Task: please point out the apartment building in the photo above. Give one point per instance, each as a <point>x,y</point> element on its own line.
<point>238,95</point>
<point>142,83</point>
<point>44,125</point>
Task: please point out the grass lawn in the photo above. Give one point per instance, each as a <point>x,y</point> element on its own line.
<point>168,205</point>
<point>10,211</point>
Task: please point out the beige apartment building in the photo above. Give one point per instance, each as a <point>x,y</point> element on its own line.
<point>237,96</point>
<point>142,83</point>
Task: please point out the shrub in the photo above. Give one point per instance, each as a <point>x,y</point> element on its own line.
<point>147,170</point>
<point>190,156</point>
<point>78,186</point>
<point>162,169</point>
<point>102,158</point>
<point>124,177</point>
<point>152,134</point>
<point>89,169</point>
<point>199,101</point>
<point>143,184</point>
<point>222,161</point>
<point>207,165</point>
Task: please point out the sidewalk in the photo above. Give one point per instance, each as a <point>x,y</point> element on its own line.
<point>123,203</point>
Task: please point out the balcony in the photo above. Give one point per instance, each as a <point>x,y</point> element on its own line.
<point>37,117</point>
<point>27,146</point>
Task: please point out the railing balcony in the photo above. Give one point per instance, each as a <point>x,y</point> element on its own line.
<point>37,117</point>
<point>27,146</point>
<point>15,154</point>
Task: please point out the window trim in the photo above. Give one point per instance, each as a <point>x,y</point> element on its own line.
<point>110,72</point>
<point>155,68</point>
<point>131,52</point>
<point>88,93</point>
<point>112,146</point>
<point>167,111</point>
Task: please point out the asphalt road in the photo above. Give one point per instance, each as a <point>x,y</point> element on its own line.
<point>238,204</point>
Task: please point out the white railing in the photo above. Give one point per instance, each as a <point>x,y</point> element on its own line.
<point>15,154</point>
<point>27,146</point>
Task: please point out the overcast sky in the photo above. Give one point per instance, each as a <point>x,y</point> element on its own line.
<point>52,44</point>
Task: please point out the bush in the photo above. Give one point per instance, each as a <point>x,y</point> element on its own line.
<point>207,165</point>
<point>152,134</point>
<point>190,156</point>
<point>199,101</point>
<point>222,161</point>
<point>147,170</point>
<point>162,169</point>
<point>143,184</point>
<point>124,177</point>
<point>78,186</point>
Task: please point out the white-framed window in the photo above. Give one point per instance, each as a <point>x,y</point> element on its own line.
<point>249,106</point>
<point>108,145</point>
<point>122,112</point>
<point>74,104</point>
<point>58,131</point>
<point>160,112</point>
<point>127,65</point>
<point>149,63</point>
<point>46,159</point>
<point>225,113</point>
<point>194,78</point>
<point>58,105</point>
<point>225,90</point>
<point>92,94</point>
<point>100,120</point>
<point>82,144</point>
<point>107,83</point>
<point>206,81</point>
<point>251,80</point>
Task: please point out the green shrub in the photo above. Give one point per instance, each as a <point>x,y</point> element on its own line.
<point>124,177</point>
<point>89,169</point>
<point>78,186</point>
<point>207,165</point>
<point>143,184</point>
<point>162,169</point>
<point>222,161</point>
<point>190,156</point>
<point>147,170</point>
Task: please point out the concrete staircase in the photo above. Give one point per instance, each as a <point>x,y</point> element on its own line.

===

Exercise requirements: Your answer must be the records above, repeated exactly.

Your solution:
Task: please point out the apartment building in the photo above. Give one point per instance, each as a <point>x,y</point> element on its own line.
<point>238,95</point>
<point>142,83</point>
<point>44,125</point>
Task: please point out the grass lawn in the photo above. Give one point per instance, each as a <point>x,y</point> element on its own line.
<point>168,205</point>
<point>10,211</point>
Task: please point out the beige apartment building in the photo above. Give one point per instance, each as a <point>x,y</point> element on its own line.
<point>237,96</point>
<point>142,83</point>
Task: please point out the shrub in the photo above. Give one point per instance, each as a <point>x,y</point> element on its own line.
<point>147,170</point>
<point>190,156</point>
<point>78,186</point>
<point>162,169</point>
<point>102,158</point>
<point>124,177</point>
<point>152,134</point>
<point>89,169</point>
<point>199,101</point>
<point>143,184</point>
<point>222,161</point>
<point>207,165</point>
Task: please point out the sidewalk in the photo above. Give one point per instance, each as a <point>x,y</point> element on its own line.
<point>123,203</point>
Task: please point out the balcony in the photo above. Give one point per instance, each as a <point>x,y</point> element on its own line.
<point>37,117</point>
<point>27,146</point>
Task: please point out the railing balcony in the photo above. Give one point per instance, each as a <point>x,y</point> element on its own line.
<point>37,117</point>
<point>27,146</point>
<point>15,154</point>
Task: please point out the window trim in the photo above. Give one point per instance, each as a <point>x,y</point> element on its own line.
<point>110,72</point>
<point>155,68</point>
<point>131,52</point>
<point>88,93</point>
<point>112,146</point>
<point>167,111</point>
Task: please point out the asphalt road in the photo above. Give one point per instance, each as a <point>x,y</point> element on its own line.
<point>238,204</point>
Task: please point out the white railing in the photo above. Give one point per instance, each as a <point>x,y</point> element on its own line.
<point>15,154</point>
<point>27,146</point>
Task: please point out the overcast sky in the photo above. Give one point per instance, each as a <point>x,y</point> element on its own line.
<point>52,44</point>
Task: please point out the bush in the photo above. Give one point per instance, each as a <point>x,y</point> element on its own line.
<point>207,165</point>
<point>152,134</point>
<point>190,156</point>
<point>199,101</point>
<point>222,161</point>
<point>147,170</point>
<point>162,169</point>
<point>143,184</point>
<point>124,177</point>
<point>78,186</point>
Task: please point out the white-framed window in the photo above. Give one point per instance, each as a <point>x,y</point> element on its own line.
<point>249,106</point>
<point>108,145</point>
<point>122,112</point>
<point>74,104</point>
<point>58,131</point>
<point>160,112</point>
<point>127,65</point>
<point>149,63</point>
<point>46,159</point>
<point>225,113</point>
<point>194,78</point>
<point>58,105</point>
<point>225,90</point>
<point>92,94</point>
<point>100,120</point>
<point>82,144</point>
<point>107,83</point>
<point>206,81</point>
<point>251,80</point>
Task: please point out the green shrub in the photo above. Give one point per instance, each as a <point>x,y</point> element on its own line.
<point>124,177</point>
<point>89,169</point>
<point>78,186</point>
<point>207,165</point>
<point>143,184</point>
<point>162,169</point>
<point>222,161</point>
<point>190,156</point>
<point>147,170</point>
Task: please point out the concrete staircase in the photo above. Give one point per instance, each as a <point>x,y</point> element on its own line.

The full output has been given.